▶ [Task brief]:
Please count the lines in the material below that contain the word "above", and reply with that number alone.

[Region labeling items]
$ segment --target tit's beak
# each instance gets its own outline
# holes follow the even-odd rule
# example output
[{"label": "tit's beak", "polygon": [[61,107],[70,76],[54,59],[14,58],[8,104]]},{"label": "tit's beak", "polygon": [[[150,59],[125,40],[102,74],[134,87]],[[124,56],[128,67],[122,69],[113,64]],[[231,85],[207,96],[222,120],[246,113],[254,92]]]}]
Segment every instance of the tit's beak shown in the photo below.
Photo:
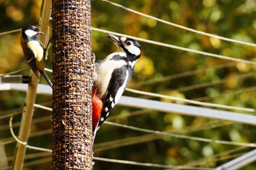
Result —
[{"label": "tit's beak", "polygon": [[108,34],[108,38],[109,38],[112,42],[113,42],[117,44],[117,45],[121,45],[122,43],[119,40],[119,37],[113,35],[111,35],[111,34]]},{"label": "tit's beak", "polygon": [[44,33],[42,31],[40,31],[38,33],[38,35],[44,35]]}]

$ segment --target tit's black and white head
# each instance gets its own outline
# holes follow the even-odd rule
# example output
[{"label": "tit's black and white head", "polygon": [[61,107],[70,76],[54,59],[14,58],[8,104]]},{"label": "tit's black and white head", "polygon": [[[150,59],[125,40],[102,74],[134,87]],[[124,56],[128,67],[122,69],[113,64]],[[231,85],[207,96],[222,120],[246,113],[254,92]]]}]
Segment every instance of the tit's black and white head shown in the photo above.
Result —
[{"label": "tit's black and white head", "polygon": [[21,29],[22,38],[26,40],[33,39],[36,38],[38,35],[43,35],[38,27],[35,26],[28,26]]},{"label": "tit's black and white head", "polygon": [[131,38],[118,37],[113,35],[108,34],[108,37],[114,42],[117,47],[117,50],[125,52],[139,58],[141,54],[141,47],[140,43]]}]

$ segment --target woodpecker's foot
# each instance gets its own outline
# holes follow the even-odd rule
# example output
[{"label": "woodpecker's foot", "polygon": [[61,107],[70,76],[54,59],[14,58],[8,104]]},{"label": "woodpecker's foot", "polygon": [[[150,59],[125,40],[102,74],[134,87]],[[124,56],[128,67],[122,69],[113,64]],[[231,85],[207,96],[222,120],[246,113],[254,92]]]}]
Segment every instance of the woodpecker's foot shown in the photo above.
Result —
[{"label": "woodpecker's foot", "polygon": [[93,65],[93,68],[92,68],[92,77],[96,77],[96,68],[95,68],[95,54],[94,52],[92,52],[92,64]]}]

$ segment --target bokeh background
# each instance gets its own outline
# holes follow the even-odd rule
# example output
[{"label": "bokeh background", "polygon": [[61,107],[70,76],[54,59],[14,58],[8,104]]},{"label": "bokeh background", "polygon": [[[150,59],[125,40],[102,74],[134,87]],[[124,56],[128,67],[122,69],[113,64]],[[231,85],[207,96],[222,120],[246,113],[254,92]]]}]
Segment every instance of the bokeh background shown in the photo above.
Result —
[{"label": "bokeh background", "polygon": [[[114,2],[197,30],[251,43],[256,42],[254,0],[116,0]],[[19,29],[28,24],[36,25],[41,3],[40,0],[0,0],[0,32]],[[92,25],[192,49],[256,61],[255,47],[190,33],[100,0],[92,1]],[[104,33],[93,31],[92,41],[97,59],[104,59],[115,50]],[[143,42],[140,44],[143,55],[136,65],[129,87],[184,98],[255,108],[255,76],[253,73],[246,75],[255,72],[255,66]],[[51,68],[51,60],[50,50],[45,67]],[[0,73],[27,66],[20,45],[19,33],[0,36]],[[170,77],[193,70],[197,71],[180,78]],[[20,73],[29,73],[25,71]],[[41,83],[46,83],[42,77],[40,79]],[[124,95],[149,98],[127,91]],[[25,96],[24,92],[0,91],[0,112],[22,106]],[[51,107],[51,98],[38,95],[36,102]],[[51,112],[35,109],[29,144],[51,148]],[[254,127],[234,122],[120,106],[114,109],[111,116],[109,119],[111,121],[156,130],[242,143],[254,143],[256,140]],[[13,119],[16,134],[19,132],[20,118],[20,115],[17,115]],[[12,139],[8,123],[8,119],[0,120],[1,140]],[[113,142],[118,139],[124,141]],[[130,143],[126,143],[128,141]],[[110,143],[100,148],[100,144],[106,142]],[[120,146],[120,143],[123,144]],[[0,155],[3,160],[7,160],[3,162],[4,166],[12,165],[15,148],[14,143],[0,146]],[[252,149],[164,137],[103,125],[96,137],[94,155],[141,162],[214,167]],[[50,169],[51,153],[27,150],[26,154],[28,156],[24,169]],[[241,169],[255,169],[254,163]],[[158,169],[95,161],[94,169]]]}]

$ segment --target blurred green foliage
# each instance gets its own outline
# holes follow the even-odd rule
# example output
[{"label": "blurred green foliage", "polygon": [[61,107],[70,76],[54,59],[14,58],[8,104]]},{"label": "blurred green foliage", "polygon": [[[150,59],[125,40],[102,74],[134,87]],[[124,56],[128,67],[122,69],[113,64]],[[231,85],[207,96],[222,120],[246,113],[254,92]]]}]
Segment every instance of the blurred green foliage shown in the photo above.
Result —
[{"label": "blurred green foliage", "polygon": [[[256,42],[256,1],[253,0],[116,0],[115,2],[144,13],[200,31],[248,42]],[[41,3],[42,1],[38,0],[0,0],[0,32],[20,28],[27,24],[36,24],[39,20]],[[255,61],[255,48],[220,41],[167,26],[100,0],[92,1],[92,25],[95,27],[184,47]],[[115,50],[115,46],[106,38],[105,34],[93,31],[92,36],[93,51],[97,59],[103,59]],[[19,41],[19,33],[0,36],[0,73],[27,66]],[[198,98],[207,102],[255,108],[255,88],[253,88],[256,84],[255,76],[236,79],[241,75],[254,72],[256,68],[255,66],[237,63],[230,64],[232,61],[143,42],[140,43],[143,56],[136,64],[129,87],[189,99]],[[51,68],[51,60],[50,56],[49,61],[46,61],[47,68]],[[216,66],[226,64],[221,68],[216,68]],[[184,77],[140,86],[138,84],[148,80],[161,80],[170,75],[205,68],[209,69]],[[29,72],[21,73],[28,75]],[[189,86],[226,79],[228,79],[222,83],[191,90],[179,91],[179,89]],[[41,81],[45,83],[43,79],[41,79]],[[1,111],[17,108],[24,104],[26,96],[24,93],[1,91],[0,94]],[[147,97],[127,92],[125,95]],[[175,102],[162,98],[154,99]],[[51,106],[51,97],[38,95],[36,103]],[[254,127],[249,125],[185,116],[175,112],[165,113],[152,111],[132,116],[133,112],[136,111],[132,108],[117,106],[112,113],[112,116],[115,117],[111,121],[141,128],[168,130],[214,139],[244,143],[253,143],[256,140]],[[127,113],[128,116],[126,116]],[[40,120],[41,117],[49,115],[51,112],[36,109],[34,119]],[[19,121],[20,120],[20,116],[16,116],[13,122]],[[11,135],[9,131],[3,129],[1,127],[7,125],[8,120],[0,120],[0,121],[1,139],[10,137]],[[51,124],[50,120],[33,123],[31,132],[50,129]],[[15,128],[14,130],[17,134],[19,128]],[[127,146],[115,147],[115,145],[111,144],[108,145],[109,148],[104,148],[100,151],[99,145],[97,146],[97,144],[101,143],[134,137],[138,137],[131,139],[134,144]],[[140,142],[140,140],[141,142]],[[31,137],[29,144],[51,148],[51,135],[48,133]],[[13,155],[15,146],[14,143],[4,146],[7,157]],[[209,167],[220,166],[252,150],[173,137],[157,137],[156,135],[108,125],[103,125],[98,132],[95,146],[94,155],[97,157]],[[227,151],[234,148],[241,149],[225,153]],[[28,150],[26,153],[34,153],[38,151]],[[216,154],[221,154],[221,156],[213,158],[212,157]],[[42,158],[28,158],[26,162]],[[11,165],[12,157],[8,163]],[[157,169],[95,162],[94,169]],[[51,162],[44,162],[28,166],[25,169],[49,169],[51,166]],[[251,164],[242,169],[255,169],[256,164]]]}]

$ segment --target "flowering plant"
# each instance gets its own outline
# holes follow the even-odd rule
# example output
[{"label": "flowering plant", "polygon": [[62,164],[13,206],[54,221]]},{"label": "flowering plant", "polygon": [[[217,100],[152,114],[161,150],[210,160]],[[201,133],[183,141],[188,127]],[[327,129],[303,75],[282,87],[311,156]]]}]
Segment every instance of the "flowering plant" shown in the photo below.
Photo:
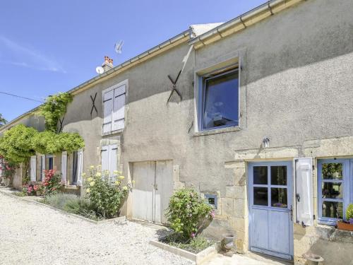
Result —
[{"label": "flowering plant", "polygon": [[118,216],[131,185],[123,184],[125,177],[119,171],[101,172],[99,167],[90,166],[88,172],[88,176],[83,174],[83,177],[86,196],[95,211],[104,218]]},{"label": "flowering plant", "polygon": [[44,170],[44,181],[43,186],[45,187],[45,194],[53,194],[59,192],[61,189],[61,178],[54,170]]},{"label": "flowering plant", "polygon": [[172,229],[188,240],[197,236],[215,212],[194,189],[183,188],[170,198],[165,216]]},{"label": "flowering plant", "polygon": [[0,170],[2,172],[2,176],[5,177],[11,177],[15,173],[16,165],[9,163],[5,158],[0,155]]},{"label": "flowering plant", "polygon": [[35,191],[33,189],[32,184],[27,184],[23,186],[22,190],[23,191],[23,193],[27,196],[35,195]]}]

▶ [Task solution]:
4